# Objective
Write out every entry, unchanged. Skip any picture.

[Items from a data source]
— begin —
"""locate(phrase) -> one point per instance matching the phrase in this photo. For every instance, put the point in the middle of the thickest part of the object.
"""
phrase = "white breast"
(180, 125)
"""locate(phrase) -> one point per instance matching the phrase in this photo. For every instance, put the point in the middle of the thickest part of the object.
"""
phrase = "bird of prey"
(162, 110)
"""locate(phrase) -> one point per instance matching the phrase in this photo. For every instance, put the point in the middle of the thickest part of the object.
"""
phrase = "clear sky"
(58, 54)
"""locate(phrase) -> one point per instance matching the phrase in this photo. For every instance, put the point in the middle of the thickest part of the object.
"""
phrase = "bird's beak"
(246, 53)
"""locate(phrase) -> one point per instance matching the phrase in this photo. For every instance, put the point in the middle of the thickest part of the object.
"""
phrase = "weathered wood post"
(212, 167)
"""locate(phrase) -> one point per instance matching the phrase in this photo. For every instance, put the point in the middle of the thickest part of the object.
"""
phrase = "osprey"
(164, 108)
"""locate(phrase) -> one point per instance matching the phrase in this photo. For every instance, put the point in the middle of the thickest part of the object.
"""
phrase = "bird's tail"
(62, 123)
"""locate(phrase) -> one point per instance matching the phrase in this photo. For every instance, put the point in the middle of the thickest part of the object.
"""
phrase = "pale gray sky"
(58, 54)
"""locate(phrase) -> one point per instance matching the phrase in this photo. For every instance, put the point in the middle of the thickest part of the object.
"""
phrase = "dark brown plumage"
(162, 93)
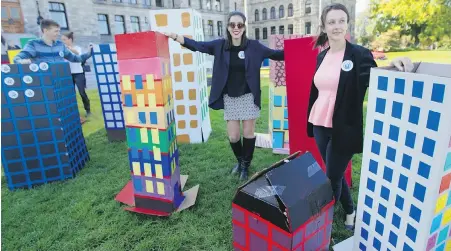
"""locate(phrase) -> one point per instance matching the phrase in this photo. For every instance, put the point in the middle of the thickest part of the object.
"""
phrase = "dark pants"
— end —
# Output for this exercise
"""locate(phrase) -> one point per instance matching the phrase in this photo. For every instance, put the point in the middle of the thickest part of the object.
"""
phrase = "white breast"
(180, 125)
"""locate(phrase) -> one point per instance matching the phrase in this photo. For every instance, put the point in the middle of the thickest part of the object.
"""
phrase = "bird of prey"
(162, 110)
"""locate(phrase) -> one point per instance matching the phrase in this photo. For every instance, put the point in the middle of the thickest part of the object.
"""
phrase = "clear sky"
(58, 54)
"""locate(phrase) -> one point per instance matching the phrase in this photo. For every instance, put the point in the middle of the thickest part of the object.
"""
phrase = "bird's beak"
(246, 53)
"""locate(phrase) -> one point per instance matching the phrase in this photo. For every instance, put the point in the middle of the thickest part of the object.
"""
phrase = "weathered wood post"
(212, 167)
"""locate(phrase) -> one point per instance matching the phrase in this photo. For every instance, put the point in the middle of the thickest part of the object.
"""
phrase = "osprey"
(164, 108)
"""locate(phrase) -> one point per instance matching the phrase in this photo. For every instance, put the point in the middle of the thickest part of the object.
"""
phrase = "bird's tail"
(62, 123)
"""locate(phrase) -> one point per instance matching the phrase in this photo. For every instance, put the point in the middle of the thickest part of the object.
"""
phrase = "pale gray sky"
(58, 54)
"""locate(phrase) -> one point per instance matching the phrase in this photo. For every instance, put the point in the middle of the thickest part of the object.
"""
phrase = "dark brown plumage"
(162, 93)
"""locate(phrase) -> one point per instance matching the phrase in this photo. For every instance, put the point in the middle of the thickest part of the object.
"""
phrase = "dark pants"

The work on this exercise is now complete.